__Data in this exercise__

+++

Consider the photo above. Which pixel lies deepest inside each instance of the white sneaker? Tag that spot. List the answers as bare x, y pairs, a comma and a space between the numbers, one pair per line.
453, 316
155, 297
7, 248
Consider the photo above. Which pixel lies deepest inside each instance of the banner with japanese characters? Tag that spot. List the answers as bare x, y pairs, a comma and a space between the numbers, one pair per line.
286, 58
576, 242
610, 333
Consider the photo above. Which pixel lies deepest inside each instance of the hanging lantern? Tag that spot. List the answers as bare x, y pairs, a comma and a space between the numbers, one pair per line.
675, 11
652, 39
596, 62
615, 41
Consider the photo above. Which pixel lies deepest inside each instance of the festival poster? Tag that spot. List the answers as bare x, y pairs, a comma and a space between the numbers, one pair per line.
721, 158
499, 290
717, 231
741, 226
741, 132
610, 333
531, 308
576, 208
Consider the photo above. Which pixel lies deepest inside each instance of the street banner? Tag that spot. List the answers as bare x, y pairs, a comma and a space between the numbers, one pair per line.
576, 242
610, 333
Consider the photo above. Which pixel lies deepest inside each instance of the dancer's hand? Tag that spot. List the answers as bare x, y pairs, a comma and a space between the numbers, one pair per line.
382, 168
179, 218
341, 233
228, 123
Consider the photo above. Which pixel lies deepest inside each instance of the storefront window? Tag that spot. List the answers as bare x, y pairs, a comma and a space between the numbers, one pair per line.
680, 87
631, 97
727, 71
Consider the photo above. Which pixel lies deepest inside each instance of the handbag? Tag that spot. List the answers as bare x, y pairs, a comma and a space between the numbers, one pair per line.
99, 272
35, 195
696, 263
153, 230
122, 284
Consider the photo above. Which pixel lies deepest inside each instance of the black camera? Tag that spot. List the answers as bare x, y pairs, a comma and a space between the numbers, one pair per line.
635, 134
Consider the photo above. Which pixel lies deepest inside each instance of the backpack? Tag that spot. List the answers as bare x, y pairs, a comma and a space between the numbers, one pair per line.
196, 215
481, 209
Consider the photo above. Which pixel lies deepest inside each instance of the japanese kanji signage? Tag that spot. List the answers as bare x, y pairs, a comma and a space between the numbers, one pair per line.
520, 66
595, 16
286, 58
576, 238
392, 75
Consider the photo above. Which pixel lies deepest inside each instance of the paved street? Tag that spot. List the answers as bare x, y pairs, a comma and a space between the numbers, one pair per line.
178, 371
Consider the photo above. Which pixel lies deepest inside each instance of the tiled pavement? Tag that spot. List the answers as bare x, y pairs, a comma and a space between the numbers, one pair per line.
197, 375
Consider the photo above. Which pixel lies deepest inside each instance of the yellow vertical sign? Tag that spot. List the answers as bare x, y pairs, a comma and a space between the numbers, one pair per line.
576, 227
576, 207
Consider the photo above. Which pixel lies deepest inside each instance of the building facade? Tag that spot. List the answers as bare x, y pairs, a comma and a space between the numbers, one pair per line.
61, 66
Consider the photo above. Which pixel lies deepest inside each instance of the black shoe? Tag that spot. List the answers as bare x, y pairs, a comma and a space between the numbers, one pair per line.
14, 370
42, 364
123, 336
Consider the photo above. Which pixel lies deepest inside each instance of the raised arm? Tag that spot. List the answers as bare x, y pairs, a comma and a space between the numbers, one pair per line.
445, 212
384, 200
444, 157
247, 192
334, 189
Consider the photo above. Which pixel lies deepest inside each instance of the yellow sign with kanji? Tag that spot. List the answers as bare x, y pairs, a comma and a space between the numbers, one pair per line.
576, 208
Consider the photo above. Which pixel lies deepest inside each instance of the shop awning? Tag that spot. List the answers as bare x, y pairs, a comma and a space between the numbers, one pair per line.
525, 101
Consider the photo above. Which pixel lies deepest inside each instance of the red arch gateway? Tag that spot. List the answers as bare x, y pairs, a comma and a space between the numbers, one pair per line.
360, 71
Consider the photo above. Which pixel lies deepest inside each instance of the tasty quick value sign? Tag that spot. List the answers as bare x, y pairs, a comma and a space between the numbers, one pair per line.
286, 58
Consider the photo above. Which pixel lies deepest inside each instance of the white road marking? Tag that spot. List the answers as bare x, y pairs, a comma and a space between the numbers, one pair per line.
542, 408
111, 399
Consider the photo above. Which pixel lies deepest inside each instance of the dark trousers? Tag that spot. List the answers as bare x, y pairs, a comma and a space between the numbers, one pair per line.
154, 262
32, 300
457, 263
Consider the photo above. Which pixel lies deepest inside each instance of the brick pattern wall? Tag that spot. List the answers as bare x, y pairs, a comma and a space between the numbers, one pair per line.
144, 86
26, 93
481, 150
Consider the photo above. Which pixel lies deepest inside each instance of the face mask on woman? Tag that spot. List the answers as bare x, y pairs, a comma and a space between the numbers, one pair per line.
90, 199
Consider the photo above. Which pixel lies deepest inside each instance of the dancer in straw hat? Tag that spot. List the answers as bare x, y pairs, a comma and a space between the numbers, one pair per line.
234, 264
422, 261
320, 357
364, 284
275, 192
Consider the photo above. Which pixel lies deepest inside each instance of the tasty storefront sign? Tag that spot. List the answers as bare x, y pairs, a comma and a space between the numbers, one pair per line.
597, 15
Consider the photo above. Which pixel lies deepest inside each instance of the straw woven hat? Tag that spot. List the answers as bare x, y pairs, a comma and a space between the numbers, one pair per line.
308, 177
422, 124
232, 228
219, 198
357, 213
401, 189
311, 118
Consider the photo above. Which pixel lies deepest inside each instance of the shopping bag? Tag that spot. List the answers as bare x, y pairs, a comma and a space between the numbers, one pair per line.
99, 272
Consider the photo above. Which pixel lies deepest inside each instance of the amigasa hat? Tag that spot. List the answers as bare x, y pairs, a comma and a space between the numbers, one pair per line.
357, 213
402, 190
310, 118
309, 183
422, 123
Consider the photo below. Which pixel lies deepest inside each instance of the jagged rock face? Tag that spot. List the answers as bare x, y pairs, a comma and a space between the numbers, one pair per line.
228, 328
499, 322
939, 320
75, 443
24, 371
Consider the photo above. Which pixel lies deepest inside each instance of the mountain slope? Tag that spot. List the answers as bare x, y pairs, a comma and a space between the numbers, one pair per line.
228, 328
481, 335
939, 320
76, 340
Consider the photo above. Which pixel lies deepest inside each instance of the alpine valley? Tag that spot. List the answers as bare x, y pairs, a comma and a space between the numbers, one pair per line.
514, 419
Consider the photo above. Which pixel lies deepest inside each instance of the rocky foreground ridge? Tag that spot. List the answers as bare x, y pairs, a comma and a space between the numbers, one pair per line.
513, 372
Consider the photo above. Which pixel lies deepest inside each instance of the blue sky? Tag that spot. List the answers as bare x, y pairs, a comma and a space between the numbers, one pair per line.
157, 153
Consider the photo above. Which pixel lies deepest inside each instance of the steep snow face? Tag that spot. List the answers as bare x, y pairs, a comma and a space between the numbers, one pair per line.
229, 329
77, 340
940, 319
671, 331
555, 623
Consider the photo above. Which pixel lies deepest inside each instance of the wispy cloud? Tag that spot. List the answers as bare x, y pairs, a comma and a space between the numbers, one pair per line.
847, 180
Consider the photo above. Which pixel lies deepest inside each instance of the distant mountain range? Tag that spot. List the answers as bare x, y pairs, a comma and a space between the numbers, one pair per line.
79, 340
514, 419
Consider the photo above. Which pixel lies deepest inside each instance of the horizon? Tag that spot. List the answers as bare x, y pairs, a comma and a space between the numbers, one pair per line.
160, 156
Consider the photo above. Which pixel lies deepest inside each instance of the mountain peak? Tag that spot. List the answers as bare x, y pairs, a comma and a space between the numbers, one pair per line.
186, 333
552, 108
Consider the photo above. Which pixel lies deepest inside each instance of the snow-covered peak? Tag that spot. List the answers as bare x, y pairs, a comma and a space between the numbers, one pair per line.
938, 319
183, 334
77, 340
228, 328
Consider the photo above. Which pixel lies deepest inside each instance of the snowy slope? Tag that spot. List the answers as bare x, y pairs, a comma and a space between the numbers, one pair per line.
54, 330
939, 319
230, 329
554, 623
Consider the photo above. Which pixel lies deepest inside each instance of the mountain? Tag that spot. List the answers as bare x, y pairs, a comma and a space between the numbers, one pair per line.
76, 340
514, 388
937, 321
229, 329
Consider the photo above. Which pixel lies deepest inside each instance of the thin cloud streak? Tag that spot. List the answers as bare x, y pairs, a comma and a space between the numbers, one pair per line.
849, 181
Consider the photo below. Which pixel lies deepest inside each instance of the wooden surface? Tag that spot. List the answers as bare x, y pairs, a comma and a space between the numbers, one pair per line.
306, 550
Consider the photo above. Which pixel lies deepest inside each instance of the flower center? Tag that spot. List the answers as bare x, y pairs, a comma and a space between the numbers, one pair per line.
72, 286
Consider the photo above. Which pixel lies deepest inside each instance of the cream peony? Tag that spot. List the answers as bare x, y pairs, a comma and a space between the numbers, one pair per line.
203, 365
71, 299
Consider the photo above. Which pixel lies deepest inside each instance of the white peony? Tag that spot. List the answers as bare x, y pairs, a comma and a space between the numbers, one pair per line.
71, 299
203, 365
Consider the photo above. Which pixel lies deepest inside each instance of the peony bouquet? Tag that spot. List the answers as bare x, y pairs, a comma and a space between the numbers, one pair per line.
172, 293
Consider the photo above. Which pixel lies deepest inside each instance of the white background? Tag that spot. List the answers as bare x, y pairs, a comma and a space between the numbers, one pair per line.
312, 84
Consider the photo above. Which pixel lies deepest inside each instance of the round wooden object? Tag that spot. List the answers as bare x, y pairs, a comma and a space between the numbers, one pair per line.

+++

__What is asked__
Print nothing but the lines from the line with "the white peony?" to the last line of the records above. Both of those lines count.

__Full response__
Consider the photo above. Which pixel lies deepest inside each instance of the white peony? Tag that spot. List the answers as bare x, y pairs, a comma and a space between the numbers, one pair per line.
71, 299
203, 365
Consider the photo above. Which pixel lies deepest inside each instance of the peony bouquet? Tag that spot. List the answers as bare x, y pairs, a comma and a space between the numbers, one pair per line.
172, 293
Consider the photo above. Which pixel lies deepest inside each instance of the white background? Tag that spot. List the answers as bare x, y pairs, a comma and a space between the numbers, one pair per line.
312, 84
Consider the photo above. Which pixel lies deepest inside each instance of the round wooden object? Tag that spot. List the answers as bare x, y pairs, a comma and a space between the numbers, one pair per line.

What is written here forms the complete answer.